* Start Extracted records *

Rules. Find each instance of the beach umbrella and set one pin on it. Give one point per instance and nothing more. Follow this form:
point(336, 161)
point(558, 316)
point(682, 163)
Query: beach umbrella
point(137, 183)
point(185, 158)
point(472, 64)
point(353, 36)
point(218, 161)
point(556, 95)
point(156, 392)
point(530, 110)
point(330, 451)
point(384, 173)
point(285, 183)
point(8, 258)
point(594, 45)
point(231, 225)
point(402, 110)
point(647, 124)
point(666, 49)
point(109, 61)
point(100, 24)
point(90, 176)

* End Extracted records *

_Aim_.
Retype all of the material above line for line, with no changes.

_Output_.
Rules. Find each instance of the beach umbrella and set one pin on it. Give one point per instance and nothing more. Follow this form:
point(336, 161)
point(558, 316)
point(682, 163)
Query: beach umbrella
point(137, 183)
point(185, 158)
point(472, 64)
point(353, 36)
point(218, 161)
point(556, 95)
point(156, 392)
point(530, 110)
point(330, 451)
point(384, 173)
point(285, 183)
point(8, 258)
point(594, 45)
point(231, 225)
point(402, 110)
point(647, 124)
point(666, 49)
point(109, 61)
point(100, 24)
point(90, 176)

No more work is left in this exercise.